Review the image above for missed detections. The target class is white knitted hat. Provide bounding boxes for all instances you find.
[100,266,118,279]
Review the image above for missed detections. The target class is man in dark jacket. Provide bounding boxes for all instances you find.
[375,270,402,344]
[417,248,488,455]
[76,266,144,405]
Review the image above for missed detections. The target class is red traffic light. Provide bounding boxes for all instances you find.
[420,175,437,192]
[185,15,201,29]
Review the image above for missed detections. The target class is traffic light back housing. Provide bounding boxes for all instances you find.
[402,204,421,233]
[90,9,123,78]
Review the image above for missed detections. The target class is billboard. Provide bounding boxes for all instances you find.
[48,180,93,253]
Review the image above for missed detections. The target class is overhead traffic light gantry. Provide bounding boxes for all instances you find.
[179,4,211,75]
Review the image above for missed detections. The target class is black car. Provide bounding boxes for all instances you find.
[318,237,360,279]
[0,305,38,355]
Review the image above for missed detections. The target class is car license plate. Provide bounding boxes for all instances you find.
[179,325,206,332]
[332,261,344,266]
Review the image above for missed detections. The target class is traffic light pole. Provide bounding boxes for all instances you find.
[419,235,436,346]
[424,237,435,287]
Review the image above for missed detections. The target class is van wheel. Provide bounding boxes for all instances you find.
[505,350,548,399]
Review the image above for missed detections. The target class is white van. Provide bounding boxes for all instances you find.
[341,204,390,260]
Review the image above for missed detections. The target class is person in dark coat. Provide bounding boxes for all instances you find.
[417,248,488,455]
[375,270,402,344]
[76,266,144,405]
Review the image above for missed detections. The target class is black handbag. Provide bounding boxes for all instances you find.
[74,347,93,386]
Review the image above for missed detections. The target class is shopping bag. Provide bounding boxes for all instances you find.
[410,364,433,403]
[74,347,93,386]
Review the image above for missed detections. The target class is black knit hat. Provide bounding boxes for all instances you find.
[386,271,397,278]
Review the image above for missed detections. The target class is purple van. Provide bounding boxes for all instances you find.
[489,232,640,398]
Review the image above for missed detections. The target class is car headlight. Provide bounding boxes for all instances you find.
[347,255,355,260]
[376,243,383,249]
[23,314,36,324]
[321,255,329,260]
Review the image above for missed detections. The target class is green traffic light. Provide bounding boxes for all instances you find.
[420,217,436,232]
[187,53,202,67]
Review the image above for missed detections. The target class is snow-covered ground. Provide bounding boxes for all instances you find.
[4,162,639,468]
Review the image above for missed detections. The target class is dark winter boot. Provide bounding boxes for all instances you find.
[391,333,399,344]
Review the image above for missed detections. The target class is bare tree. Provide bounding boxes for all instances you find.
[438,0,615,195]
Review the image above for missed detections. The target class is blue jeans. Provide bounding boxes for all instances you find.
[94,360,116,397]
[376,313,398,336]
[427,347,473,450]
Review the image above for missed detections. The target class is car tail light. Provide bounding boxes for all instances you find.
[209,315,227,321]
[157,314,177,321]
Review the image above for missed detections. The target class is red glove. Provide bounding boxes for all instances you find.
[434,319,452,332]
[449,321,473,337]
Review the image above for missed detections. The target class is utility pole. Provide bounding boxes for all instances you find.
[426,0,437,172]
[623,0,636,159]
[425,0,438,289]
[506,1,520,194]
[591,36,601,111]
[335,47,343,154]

····················

**EXERCISE BRIEF**
Print the records above in full, exactly.

**EXPECTED ANSWER**
Review the image above for missed detections. The target class is white knitted hat. Provide bounding boxes for all instances you find.
[100,266,118,279]
Review the image above for missed detections. The target class is man in dark jacket. Provide bounding boxes for all instances you find.
[375,270,402,344]
[417,248,488,455]
[76,266,144,405]
Review the image above for missed detections. The target class is red traffic light. Provide bounding boxes for all instances you find.
[420,175,437,192]
[185,15,201,29]
Review the image above for missed detections. The target class is traffic light back housing. Provide bounding boxes for all instances you find.
[402,204,421,233]
[90,9,123,78]
Review the image above for missed detections. The target class is billboard. Provide bounding boxes for all instances you find.
[48,180,93,253]
Review the image above for missed detections. The target class is overhead traffic light gantry. Provide bounding boxes for all instances you find.
[179,4,211,75]
Review the image above for missed detections. The target class is black car. Provide bounding boxes for all instances you find.
[318,237,360,279]
[0,305,38,355]
Review the image above for missed detections. The target class is car license plate. Provide bounding boxes for all instances you find.
[179,325,206,332]
[332,261,344,266]
Review the image above for missed detections. The target class is traffic light pole. Provide bounding boxes for all instances you find.
[419,235,436,346]
[424,237,435,287]
Review the image above for missed detections. The target class is van wheel. Provide bounding boxes for all instances you find.
[505,350,548,399]
Review the image above for missed detections. The target class is white van. Provide bounding boxes for all instances you find.
[341,204,390,260]
Review the image above for missed detections. The target class is person in dark coat. Provide bounding boxes for all instances you find.
[417,248,488,455]
[375,270,402,344]
[76,266,144,405]
Review the image above for missed detections. The target class is black handbag. Provide bounding boxes for all instances you find.
[74,347,93,386]
Review the image above for missed detections. The target class is shopping bag. Provide bounding boxes for all instances you find.
[410,364,433,403]
[74,347,93,386]
Review the image above for missed detections. The target class is black knit hat. Provide bounding boxes for all instances you find.
[386,271,397,278]
Review the image above for missed detections. The target class is purple van. Provide bounding boxes for all instances you find.
[489,232,640,398]
Review the image above for missed detections. The target class is car headlight. Provide bounding boxes for all instances you find.
[347,255,355,260]
[376,243,383,249]
[23,314,36,324]
[321,255,329,260]
Review the image above for missed detections. The target class is green traffic light. Provide bounding boxes for all instances you find.
[420,217,436,232]
[187,53,202,67]
Review the image above for missed detections. The target class is snow-covered ground. Provide bounding boxes for all instances you find.
[4,162,639,468]
Review the image above for missed detections. The target class is dark winter boot. Provide bounding boxes for all instances you find.
[391,333,399,344]
Review the image above for missed detections. The target class is bare tree. Provide bounding boxes for all instances you find.
[438,0,615,195]
Review the image above for missed detections. The target class is blue jeans. Provide bounding boxes for all instances you find.
[94,360,116,397]
[376,313,398,336]
[427,347,473,450]
Review the image above for missed detections. The target class is car tail light. Provide bounding boxes for all instances you find.
[209,315,227,321]
[157,314,177,321]
Review the image above for missed detections. The target class is red glove. Provide bounding boxes for all instances you find.
[434,319,452,332]
[449,321,473,337]
Review the image above for missed detections. The target class is utility pole. Provide bounding boxes for all instances you find.
[426,0,437,172]
[623,0,636,159]
[425,0,438,289]
[506,1,520,194]
[591,36,601,111]
[335,47,343,154]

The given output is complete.